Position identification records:
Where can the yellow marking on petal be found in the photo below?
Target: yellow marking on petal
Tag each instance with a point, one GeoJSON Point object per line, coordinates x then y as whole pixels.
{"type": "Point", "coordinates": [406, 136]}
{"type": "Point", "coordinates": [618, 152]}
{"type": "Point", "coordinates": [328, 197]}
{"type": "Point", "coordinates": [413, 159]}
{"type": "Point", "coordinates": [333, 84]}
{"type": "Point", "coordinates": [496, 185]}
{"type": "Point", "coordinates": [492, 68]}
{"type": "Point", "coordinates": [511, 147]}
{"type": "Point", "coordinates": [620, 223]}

* * *

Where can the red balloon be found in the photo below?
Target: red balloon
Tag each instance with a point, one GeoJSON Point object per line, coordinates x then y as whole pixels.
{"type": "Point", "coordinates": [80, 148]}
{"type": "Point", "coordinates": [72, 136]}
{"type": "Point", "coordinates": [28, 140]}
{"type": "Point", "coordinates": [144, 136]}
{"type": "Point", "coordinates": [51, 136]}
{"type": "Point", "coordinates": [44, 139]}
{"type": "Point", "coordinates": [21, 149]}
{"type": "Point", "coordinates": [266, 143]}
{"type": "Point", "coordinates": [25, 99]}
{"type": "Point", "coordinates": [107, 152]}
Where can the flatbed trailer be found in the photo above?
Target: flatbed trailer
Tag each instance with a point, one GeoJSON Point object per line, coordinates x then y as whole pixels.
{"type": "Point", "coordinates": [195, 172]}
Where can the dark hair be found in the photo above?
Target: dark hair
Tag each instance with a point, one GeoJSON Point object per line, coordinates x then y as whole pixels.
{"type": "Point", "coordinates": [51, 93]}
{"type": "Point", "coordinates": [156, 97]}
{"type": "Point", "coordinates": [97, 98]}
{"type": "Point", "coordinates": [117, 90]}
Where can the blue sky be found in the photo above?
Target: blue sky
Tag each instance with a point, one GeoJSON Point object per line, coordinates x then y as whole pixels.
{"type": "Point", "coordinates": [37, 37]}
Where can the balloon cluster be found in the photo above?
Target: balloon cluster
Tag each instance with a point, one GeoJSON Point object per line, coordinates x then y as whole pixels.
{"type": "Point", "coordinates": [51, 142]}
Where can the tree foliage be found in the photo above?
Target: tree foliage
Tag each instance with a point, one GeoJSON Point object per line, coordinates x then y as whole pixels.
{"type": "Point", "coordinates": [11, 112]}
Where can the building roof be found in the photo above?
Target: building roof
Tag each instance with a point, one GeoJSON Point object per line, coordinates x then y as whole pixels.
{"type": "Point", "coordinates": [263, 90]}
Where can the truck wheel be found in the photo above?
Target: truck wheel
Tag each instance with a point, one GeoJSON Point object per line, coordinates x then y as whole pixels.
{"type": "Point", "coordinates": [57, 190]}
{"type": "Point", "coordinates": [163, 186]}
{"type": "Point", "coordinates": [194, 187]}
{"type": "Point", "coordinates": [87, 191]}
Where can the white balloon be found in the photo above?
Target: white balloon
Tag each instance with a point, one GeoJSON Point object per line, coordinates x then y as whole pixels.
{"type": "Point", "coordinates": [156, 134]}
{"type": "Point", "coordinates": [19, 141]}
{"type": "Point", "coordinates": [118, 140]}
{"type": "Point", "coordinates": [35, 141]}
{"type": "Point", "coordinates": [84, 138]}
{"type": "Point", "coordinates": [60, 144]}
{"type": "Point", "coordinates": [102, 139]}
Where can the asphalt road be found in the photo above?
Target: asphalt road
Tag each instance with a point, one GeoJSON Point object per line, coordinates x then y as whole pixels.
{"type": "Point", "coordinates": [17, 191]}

• **Task statement**:
Find each line in the records above that contains the word "dark" and copy those lines out. Case counts.

• **Result for this task**:
Where can the dark hair be found in the photo above?
Target: dark hair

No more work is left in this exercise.